▶ _Aim of the task_
Reproduce the data below word for word, line by line, omitting the pictures from your reproduction.

▶ _Entries shown_

══════════════════════════════

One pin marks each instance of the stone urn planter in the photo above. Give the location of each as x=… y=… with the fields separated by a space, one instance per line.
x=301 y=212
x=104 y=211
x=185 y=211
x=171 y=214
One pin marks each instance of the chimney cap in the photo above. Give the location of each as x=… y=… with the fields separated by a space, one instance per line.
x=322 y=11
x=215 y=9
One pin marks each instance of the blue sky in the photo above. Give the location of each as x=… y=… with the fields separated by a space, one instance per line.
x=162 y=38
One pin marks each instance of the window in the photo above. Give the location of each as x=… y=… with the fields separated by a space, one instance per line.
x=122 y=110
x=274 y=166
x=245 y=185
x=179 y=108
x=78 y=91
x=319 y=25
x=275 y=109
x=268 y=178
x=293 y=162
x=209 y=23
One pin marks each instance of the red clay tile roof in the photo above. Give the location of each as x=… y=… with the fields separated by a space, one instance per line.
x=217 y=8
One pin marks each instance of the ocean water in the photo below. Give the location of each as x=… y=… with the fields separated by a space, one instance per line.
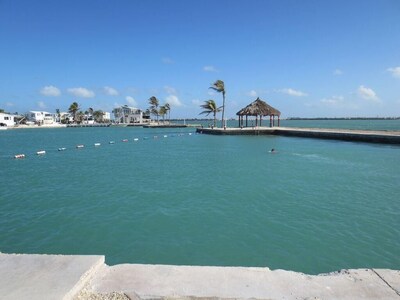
x=176 y=197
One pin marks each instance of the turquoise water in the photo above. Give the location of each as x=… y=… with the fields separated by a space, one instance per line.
x=315 y=206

══════════════════════════════

▶ _Worked answer_
One pin marks each instance of the stone urn planter in the photo above. Give the location of each as x=… y=… with the fields separated by a space, one instance per line.
x=301 y=212
x=104 y=211
x=185 y=211
x=171 y=214
One pin marks each instance of the chimney cap in the photo above. Give the location of each as x=… y=… with the fields separated by a space, one instance per line.
x=322 y=11
x=215 y=9
One pin marks each instance of the blue sky in the photo above. Give the location of each as x=… y=… with the fields separated by a space, one instance per line.
x=162 y=38
One pin marks each instance of the window in the photo above. Give the location of each as x=… y=… with the fields separated by a space, one instance per line.
x=122 y=110
x=274 y=166
x=245 y=185
x=179 y=108
x=78 y=91
x=319 y=25
x=275 y=109
x=268 y=178
x=293 y=162
x=209 y=23
One pin marks each instance of the red clay tile roof in the photo above. Give the location of each as x=… y=… with the fields separated by a space, one instance per line.
x=217 y=8
One pin marks each instance of the ocean water in the photo below. Give the location of each as x=… y=… with the fields separated by a space, one instance per line.
x=176 y=197
One pin marks each instance of the turquoise water in the photo above. Give the location of each as x=… y=… with the fields separated by a space, one instance per line.
x=315 y=206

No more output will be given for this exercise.